>> Start Data listing
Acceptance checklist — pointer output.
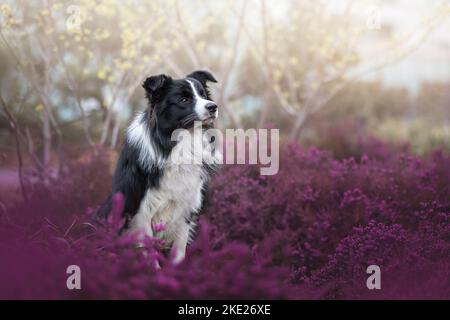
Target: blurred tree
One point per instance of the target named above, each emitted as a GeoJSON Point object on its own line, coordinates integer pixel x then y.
{"type": "Point", "coordinates": [310, 52]}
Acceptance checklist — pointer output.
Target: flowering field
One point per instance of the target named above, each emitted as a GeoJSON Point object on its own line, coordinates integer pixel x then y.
{"type": "Point", "coordinates": [308, 232]}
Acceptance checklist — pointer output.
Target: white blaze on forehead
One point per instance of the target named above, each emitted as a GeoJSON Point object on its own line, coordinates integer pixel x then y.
{"type": "Point", "coordinates": [200, 103]}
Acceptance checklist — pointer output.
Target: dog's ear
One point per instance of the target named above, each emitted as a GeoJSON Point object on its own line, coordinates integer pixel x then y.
{"type": "Point", "coordinates": [154, 85]}
{"type": "Point", "coordinates": [202, 76]}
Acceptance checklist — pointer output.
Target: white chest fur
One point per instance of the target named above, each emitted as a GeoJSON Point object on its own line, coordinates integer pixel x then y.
{"type": "Point", "coordinates": [179, 193]}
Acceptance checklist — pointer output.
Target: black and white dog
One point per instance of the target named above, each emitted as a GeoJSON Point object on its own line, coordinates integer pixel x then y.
{"type": "Point", "coordinates": [158, 184]}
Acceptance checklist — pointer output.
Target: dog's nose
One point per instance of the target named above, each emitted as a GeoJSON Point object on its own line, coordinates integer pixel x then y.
{"type": "Point", "coordinates": [211, 107]}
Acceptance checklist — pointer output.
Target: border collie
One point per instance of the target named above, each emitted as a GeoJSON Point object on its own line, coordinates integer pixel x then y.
{"type": "Point", "coordinates": [158, 185]}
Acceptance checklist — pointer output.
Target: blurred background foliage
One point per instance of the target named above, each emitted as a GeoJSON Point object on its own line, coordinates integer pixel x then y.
{"type": "Point", "coordinates": [321, 71]}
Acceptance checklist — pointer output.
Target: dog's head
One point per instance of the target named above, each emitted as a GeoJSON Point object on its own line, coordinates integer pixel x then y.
{"type": "Point", "coordinates": [179, 103]}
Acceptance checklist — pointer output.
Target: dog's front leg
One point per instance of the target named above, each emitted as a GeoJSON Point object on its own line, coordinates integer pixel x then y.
{"type": "Point", "coordinates": [178, 250]}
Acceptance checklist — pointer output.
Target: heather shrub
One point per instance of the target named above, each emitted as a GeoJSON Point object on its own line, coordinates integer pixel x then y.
{"type": "Point", "coordinates": [309, 231]}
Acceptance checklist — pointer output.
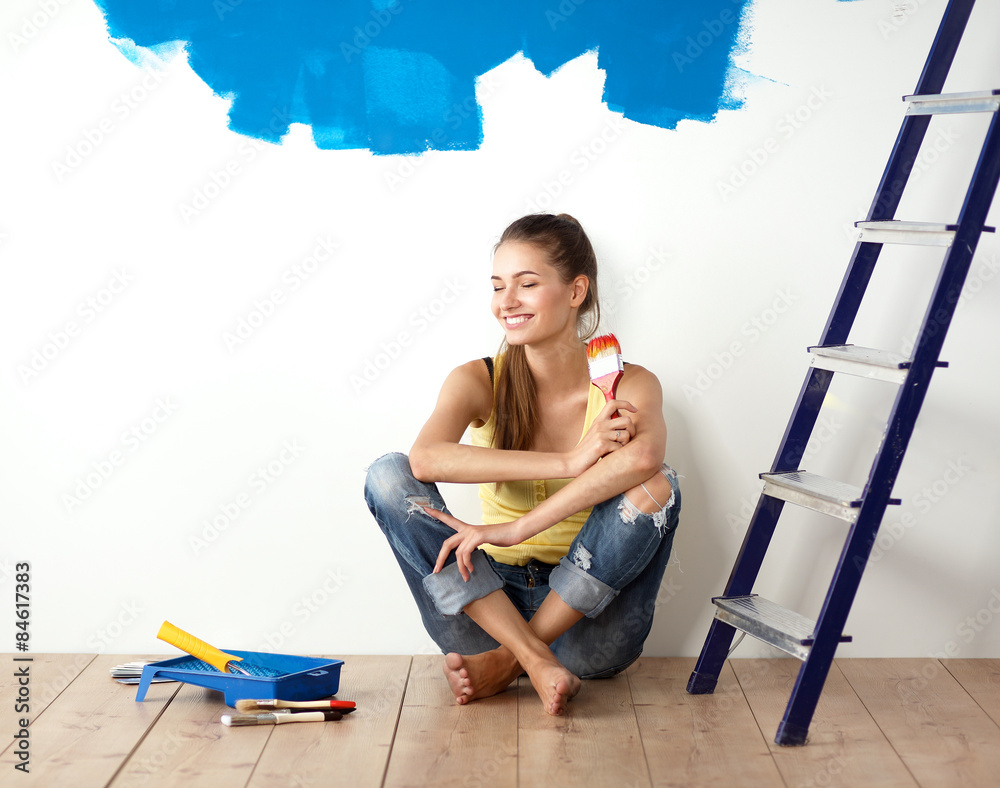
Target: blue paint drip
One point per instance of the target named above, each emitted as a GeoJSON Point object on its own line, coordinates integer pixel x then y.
>> End Data listing
List each line of the records that contains the word "blurred", with case counting.

#### Exercise output:
Target: blurred tree
Target: blurred background foliage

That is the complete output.